------ Page excerpt ------
My question: Is there a way within rmarkdown/knitr to add more LaTeX commands within the figure environment?
Specifically, I'd like to find a way to insert custom LaTeX using either the floatrow or caption* macro as described in https://tex.stackexchange.com/questions/56529/note-below-figure within the figure environment.
When I looked at the chunk options (https://yihui.org/knitr/options/#plots), something like out.extra seems close to what I want, but that is used as an extra option to \includegraphics while I want access to put extra LaTeX within the figure environment, outside of any other LaTeX command.
The solution to your question is perhaps quite similar to this one. However, I believe yours is a bit more general, so I'll try to be a bit more general as well...
As far as I know, there's no simple solution to add extra LaTeX code within the figure environment. What you can do is update the knit (or output) hook (i.e. the LaTeX code output generated by the figure chunk).
The source code for the LaTeX figure output hook can be found here (hook_plot_tex). The output generated can be found starting at line 159. Here we can see how the output is structured and we're able to modify it before it reaches the latex engine.
However, we only want to modify it for relevant figure chunks, not all. This is where Martin Schmelzer's answer comes in handy. We can create a new chunk option which allows for control over when it is activated. As an example enabling the use of caption* and floatrow we can define the following knit hook
defOut <- knitr::knit_hooks$get("plot")
------ Dataset records ------
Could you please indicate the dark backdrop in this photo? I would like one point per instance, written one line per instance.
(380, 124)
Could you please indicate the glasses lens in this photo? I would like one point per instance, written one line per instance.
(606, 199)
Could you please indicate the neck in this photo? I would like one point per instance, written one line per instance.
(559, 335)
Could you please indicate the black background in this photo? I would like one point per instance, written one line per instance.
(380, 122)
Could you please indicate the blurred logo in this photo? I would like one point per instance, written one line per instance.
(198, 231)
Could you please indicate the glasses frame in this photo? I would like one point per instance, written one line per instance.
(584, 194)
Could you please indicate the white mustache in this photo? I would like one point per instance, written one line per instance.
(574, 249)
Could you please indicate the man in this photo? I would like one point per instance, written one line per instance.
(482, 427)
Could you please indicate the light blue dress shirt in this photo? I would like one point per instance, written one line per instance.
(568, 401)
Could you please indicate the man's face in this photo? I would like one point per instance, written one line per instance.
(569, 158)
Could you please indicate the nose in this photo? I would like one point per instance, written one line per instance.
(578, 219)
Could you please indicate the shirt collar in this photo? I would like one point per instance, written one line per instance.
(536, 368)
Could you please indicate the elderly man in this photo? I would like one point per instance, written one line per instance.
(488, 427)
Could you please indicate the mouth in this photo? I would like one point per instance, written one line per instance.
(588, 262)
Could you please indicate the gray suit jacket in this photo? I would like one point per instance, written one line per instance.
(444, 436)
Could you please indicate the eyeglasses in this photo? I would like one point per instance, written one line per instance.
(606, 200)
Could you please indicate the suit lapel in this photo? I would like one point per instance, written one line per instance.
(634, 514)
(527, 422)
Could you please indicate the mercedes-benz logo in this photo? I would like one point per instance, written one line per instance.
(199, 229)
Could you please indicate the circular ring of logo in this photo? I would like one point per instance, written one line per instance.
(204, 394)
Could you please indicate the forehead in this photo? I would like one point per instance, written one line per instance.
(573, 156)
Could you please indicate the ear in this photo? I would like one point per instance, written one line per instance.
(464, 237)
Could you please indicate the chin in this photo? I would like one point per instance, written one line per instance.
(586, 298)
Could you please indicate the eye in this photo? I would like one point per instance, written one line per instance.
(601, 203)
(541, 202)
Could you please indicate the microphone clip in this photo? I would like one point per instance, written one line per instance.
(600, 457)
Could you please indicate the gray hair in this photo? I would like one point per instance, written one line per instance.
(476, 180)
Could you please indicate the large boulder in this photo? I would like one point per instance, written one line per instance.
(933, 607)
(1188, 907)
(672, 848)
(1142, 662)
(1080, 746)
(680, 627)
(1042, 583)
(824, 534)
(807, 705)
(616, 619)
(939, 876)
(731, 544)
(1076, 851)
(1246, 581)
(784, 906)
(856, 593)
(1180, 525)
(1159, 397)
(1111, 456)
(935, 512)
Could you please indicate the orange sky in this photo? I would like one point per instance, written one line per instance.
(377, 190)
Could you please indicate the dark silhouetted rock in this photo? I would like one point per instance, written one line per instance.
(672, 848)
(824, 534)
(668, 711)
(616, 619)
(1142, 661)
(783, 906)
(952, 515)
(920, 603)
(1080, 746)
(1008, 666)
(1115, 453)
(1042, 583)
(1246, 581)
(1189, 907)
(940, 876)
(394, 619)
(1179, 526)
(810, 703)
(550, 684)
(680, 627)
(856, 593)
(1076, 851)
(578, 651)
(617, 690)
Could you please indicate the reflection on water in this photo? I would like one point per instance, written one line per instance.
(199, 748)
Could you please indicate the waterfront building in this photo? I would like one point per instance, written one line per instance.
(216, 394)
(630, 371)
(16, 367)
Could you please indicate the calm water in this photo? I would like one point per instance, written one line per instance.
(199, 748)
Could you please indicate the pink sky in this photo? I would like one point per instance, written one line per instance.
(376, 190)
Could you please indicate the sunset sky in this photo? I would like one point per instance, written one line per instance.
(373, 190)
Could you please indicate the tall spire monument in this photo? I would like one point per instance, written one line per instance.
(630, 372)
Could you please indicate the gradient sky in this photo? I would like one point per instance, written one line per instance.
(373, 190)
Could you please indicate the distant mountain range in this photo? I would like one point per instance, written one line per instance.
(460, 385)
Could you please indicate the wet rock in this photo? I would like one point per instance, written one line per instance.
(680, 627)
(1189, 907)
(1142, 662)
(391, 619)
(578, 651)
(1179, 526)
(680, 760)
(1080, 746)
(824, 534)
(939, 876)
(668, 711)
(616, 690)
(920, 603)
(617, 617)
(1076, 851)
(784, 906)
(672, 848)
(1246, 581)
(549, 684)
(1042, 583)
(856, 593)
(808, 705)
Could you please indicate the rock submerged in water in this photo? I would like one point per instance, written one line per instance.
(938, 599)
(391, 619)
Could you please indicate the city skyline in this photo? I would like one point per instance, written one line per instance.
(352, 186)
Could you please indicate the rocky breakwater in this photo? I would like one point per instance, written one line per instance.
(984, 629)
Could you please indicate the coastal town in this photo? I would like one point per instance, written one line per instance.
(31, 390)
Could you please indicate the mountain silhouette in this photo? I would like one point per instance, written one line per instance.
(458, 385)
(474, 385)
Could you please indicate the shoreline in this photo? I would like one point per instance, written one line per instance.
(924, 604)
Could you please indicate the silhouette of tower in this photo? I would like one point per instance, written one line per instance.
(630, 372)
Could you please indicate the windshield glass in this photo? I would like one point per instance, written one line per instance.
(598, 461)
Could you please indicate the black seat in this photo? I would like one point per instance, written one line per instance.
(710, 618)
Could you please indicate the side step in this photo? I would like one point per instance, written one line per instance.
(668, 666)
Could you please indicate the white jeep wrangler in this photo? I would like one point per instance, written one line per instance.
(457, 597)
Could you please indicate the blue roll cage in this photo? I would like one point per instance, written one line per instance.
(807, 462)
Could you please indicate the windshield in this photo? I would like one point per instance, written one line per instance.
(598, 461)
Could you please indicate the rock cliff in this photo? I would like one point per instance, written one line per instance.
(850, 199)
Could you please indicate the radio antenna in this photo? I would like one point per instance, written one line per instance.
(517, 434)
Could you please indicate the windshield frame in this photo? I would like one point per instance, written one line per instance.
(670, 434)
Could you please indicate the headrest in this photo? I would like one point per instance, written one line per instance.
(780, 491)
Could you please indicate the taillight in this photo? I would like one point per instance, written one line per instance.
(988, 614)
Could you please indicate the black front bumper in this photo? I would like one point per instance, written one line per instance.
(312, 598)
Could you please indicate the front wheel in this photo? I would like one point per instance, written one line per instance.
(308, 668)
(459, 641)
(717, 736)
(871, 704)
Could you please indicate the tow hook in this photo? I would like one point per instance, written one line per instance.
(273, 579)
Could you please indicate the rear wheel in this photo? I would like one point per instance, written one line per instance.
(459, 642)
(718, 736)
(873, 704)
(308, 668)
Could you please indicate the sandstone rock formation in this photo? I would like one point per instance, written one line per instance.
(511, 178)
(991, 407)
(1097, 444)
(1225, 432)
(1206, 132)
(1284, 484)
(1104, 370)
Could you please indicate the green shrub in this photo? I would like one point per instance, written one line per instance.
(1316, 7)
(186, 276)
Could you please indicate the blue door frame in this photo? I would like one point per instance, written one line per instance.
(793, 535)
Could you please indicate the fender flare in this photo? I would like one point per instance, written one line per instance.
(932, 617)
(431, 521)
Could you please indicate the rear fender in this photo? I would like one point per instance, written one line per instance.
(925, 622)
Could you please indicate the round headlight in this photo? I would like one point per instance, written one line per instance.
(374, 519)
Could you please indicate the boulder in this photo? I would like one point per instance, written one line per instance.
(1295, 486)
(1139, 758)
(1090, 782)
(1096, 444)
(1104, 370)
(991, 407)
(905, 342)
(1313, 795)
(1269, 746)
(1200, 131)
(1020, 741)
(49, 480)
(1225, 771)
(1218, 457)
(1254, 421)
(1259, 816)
------
— Required work —
A) From the knitr figure thread, print the passage from "The solution to" up to and including "general as well...".
B) According to the knitr figure thread, at which line of the hook_plot_tex source code does the generated output start?
C) List every LaTeX macro or command that the knitr figure thread mentions by name.

— Complete answers —
A)
The solution to your question is perhaps quite similar to this one. However, I believe yours is a bit more general, so I'll try to be a bit more general as well...

B) Line 159.

C)
floatrow
caption*
\includegraphics